- Input material -
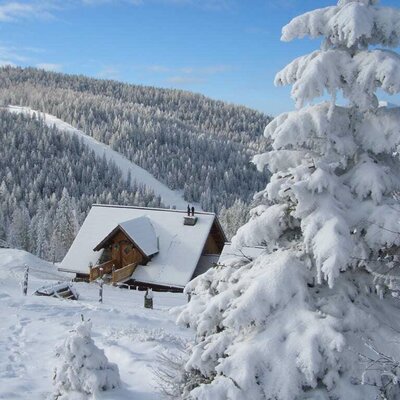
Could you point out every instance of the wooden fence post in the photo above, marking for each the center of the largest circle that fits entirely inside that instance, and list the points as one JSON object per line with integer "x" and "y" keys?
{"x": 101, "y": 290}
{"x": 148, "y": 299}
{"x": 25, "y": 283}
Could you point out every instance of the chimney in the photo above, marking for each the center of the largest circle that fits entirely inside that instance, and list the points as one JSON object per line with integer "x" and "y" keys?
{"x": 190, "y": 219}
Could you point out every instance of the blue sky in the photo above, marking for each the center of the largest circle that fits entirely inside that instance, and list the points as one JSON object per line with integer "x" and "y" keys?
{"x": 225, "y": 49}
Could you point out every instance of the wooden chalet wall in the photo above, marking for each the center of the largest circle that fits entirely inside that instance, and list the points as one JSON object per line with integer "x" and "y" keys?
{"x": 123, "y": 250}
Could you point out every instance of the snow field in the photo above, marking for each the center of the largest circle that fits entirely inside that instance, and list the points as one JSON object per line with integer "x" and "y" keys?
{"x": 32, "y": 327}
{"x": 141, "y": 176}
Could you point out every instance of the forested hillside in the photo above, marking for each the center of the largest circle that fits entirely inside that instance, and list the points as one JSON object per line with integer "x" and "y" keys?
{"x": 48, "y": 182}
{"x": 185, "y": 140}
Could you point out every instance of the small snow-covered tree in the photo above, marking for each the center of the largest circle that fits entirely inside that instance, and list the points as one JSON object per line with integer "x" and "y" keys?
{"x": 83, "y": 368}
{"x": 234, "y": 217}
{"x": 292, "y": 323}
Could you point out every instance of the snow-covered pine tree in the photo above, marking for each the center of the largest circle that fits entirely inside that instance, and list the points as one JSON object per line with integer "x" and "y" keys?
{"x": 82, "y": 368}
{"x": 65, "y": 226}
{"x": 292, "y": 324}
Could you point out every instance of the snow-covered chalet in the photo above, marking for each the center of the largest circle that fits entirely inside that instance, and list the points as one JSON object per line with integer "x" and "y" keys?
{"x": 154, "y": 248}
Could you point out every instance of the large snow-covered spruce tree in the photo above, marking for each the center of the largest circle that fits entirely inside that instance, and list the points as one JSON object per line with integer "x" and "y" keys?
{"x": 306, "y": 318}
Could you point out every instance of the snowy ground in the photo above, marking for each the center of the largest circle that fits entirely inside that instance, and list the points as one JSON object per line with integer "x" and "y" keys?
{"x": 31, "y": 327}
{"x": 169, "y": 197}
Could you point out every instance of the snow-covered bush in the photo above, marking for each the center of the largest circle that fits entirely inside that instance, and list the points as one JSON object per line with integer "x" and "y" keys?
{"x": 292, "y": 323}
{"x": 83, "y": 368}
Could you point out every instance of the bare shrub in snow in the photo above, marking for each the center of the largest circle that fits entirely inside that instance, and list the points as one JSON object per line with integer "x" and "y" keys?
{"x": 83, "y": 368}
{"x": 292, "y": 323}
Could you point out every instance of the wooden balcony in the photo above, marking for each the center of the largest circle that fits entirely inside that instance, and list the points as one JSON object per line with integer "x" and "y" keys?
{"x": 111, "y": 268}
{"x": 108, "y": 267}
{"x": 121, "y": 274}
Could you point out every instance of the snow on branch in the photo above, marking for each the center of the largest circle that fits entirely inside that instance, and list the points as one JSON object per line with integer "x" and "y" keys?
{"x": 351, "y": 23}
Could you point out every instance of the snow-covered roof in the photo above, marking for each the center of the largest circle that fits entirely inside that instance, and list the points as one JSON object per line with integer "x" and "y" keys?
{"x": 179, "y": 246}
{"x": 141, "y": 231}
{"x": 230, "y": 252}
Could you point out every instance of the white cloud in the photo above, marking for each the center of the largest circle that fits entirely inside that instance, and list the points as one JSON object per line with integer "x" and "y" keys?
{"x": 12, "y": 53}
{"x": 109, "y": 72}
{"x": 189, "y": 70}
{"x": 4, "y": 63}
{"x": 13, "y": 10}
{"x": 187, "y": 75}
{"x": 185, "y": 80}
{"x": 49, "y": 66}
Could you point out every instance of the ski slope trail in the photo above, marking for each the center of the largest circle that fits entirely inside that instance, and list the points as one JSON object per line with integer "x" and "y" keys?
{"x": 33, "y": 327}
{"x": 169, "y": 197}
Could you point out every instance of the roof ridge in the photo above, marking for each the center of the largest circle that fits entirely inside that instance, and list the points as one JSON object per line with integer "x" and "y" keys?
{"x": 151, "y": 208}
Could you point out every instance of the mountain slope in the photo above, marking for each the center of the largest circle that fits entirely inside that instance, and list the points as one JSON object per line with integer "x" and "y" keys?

- Stated task -
Copy every item above word for word, omitting the pictures.

- Exercise output -
Could you point out every instance of the wooden fence post in the photo above, marking for each the center of the largest circle that fits entirely inside that instance, and list the points as one JSON object per line with integer "x" and "y" keys?
{"x": 101, "y": 290}
{"x": 148, "y": 299}
{"x": 25, "y": 283}
Could you point out every instance of the chimney in the photo above, marking for each the center of the largest circle that fits entirely inside that instance, and list the points as one JSON object per line with integer "x" and "y" keys?
{"x": 190, "y": 219}
Could you point out every instance of the blue sky in the photo above, marking for each the center of the largest circle that fits entirely inside that instance, and list the points as one JSON object per line with integer "x" and "y" keys?
{"x": 225, "y": 49}
Could you point out every instance of the wooden chalet wall in the photo above, marking for each the center of the largest circle that fits entirely inside that instance, and list the points as one JSON object per line with integer "x" and "y" keys?
{"x": 123, "y": 250}
Could you point out every instance of the snow field in the photo above, marking for each the center of the largest circle that fits entirely inside that instance, and list the points as one JSON object per line with integer "x" and "y" keys?
{"x": 32, "y": 327}
{"x": 141, "y": 176}
Could you point out every instance of the forested hillside in the photo above, marking for each the center of the largest circle that fits entirely inside that instance, and list the points as one JSON object per line with integer "x" and "y" keys?
{"x": 48, "y": 182}
{"x": 185, "y": 140}
Could you point out every instance of the small snow-covered tree in the photo above, marking for each the center of the largest circle that fits entirely inside that instance, and list the points as one JSON object per line with integer "x" and "y" keys?
{"x": 83, "y": 368}
{"x": 234, "y": 217}
{"x": 292, "y": 323}
Could you point out every instance of the snow-covered pine tree in the photo above, marking for each the center of the largest circle that fits entirely inside that instance, and list the points as one JSON object per line with integer "x" and "y" keys?
{"x": 82, "y": 368}
{"x": 65, "y": 226}
{"x": 292, "y": 324}
Could you point out every instance of the snow-covered chalet in the photo above, marking for each the center of the largest circle that fits entirely inside that instance, and list the points as one JSON object per line with integer "x" and "y" keys?
{"x": 154, "y": 248}
Could you point out every instance of the large snow-covered spruce tree in the photo above, marking for each the center of the largest circle that fits entirely inside that instance, and list the points as one JSON object per line with integer "x" and "y" keys?
{"x": 306, "y": 318}
Could you point out every instance of the snowy ground in the photo above, marking for each the center of the largest circle that fits entirely inside that instance, and list the points as one JSON object per line with integer "x" and "y" keys?
{"x": 31, "y": 327}
{"x": 169, "y": 197}
Could you point out every instance of the snow-covered bush in the photo above, marking for each the center of the largest circle that fits entirely inside that instance, and list the points as one JSON object per line with integer "x" and "y" keys?
{"x": 292, "y": 323}
{"x": 83, "y": 368}
Could you point out every instance of the bare shrub in snow in the photo above, marking for each the center of the largest circle that fits entirely inside that instance, and list the points as one JSON object per line with integer "x" and "y" keys?
{"x": 83, "y": 368}
{"x": 292, "y": 323}
Could you point out every instance of the wooden balcony in the photo above, marking for each the center of the largest circle that fits entirely inside that instance, and list the points as one JSON object per line with integer "x" and "y" keys?
{"x": 111, "y": 268}
{"x": 108, "y": 267}
{"x": 121, "y": 274}
Could you point out every instance of the snow on branch in the photo above, marking for each the center of the largest circle that fits entirely inside that instance, and list the points as one JSON object per line with integer "x" and "y" keys?
{"x": 351, "y": 23}
Could you point out every instance of the snow-covered roof in the photo above, marking for each the center of the largest circle that fits entirely inside that instance, and list the points as one JSON object per line with integer "x" and "y" keys?
{"x": 179, "y": 246}
{"x": 141, "y": 231}
{"x": 230, "y": 252}
Could you point out every instance of the white cloud in the photo above, marking for each the center of the largest circle that fits entirely inside that instance, and list the points as one JSON object per line with integer "x" and "y" keys?
{"x": 12, "y": 53}
{"x": 109, "y": 72}
{"x": 189, "y": 70}
{"x": 4, "y": 63}
{"x": 13, "y": 10}
{"x": 187, "y": 75}
{"x": 185, "y": 80}
{"x": 49, "y": 66}
Could you point out every instance of the ski slope trail in the photo above, marking for each the center of the largest circle that fits entirely inside that instance, and list the points as one JSON object per line with integer "x" and "y" keys?
{"x": 33, "y": 327}
{"x": 169, "y": 197}
Could you point out every instance of the roof ridge in the photo above, marking for each the center of the largest circle that fits entirely inside that instance, and list the points as one JSON object per line with integer "x" and "y" keys?
{"x": 151, "y": 208}
Could you point out every instance of the mountain slope in the photo above, marking for each the center of the largest circle that fits entirely inside that instance, and list the points as one JSON object per line with integer "x" and "y" keys?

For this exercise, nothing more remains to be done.